◆ **Exercise description**
How many lines of the records below contain the string "instance"? Reply with the number only.

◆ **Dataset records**
━━━━━━━━━━━━━━━━━━━━
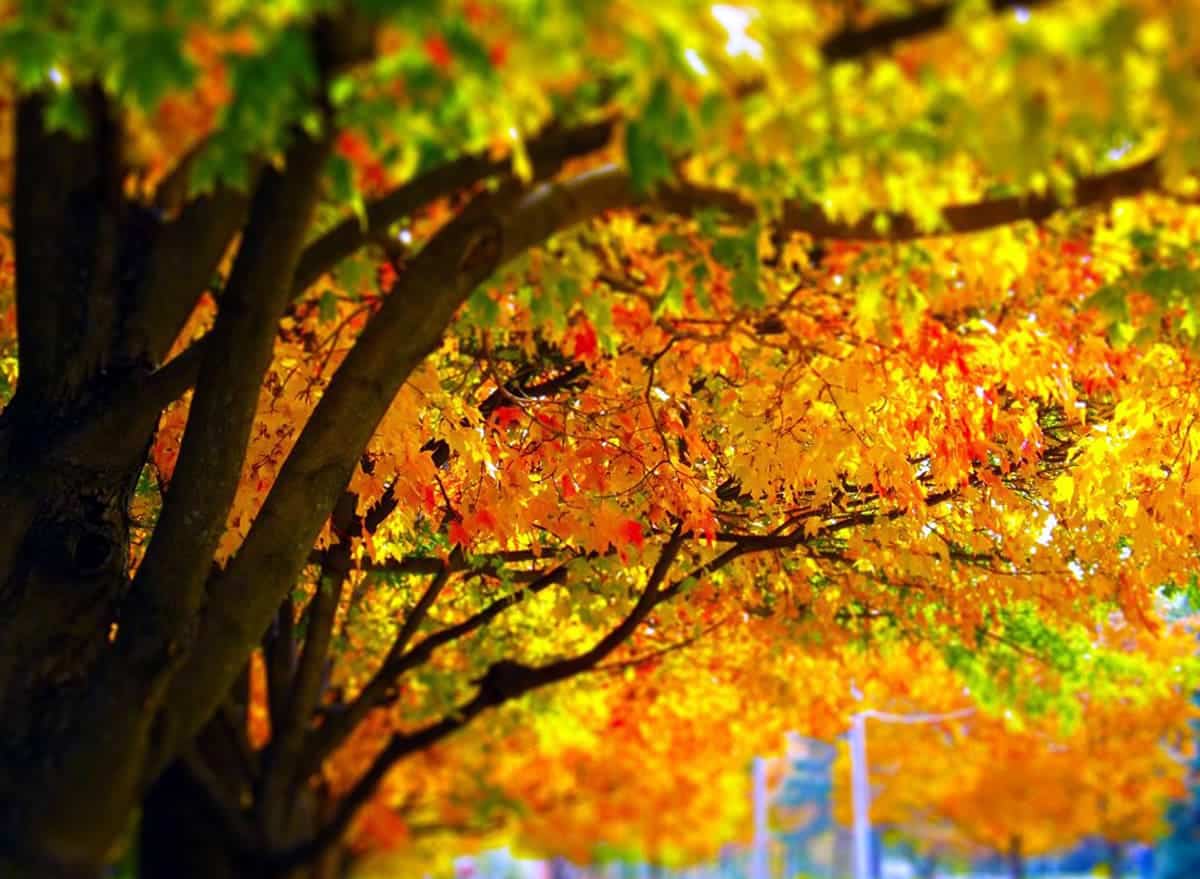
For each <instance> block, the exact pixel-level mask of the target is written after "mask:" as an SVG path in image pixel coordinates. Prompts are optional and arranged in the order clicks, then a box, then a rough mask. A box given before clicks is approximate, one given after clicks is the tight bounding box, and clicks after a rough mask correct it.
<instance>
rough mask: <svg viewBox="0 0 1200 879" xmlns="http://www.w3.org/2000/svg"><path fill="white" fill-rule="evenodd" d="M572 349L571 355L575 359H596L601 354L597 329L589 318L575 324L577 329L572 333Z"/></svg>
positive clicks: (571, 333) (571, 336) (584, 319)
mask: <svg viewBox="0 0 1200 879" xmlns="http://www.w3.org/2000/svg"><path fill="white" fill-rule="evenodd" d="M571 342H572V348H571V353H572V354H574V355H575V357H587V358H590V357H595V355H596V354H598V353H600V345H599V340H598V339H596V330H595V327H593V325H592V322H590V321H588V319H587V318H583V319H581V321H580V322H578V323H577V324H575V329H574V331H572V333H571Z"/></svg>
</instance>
━━━━━━━━━━━━━━━━━━━━
◆ **Written solution**
3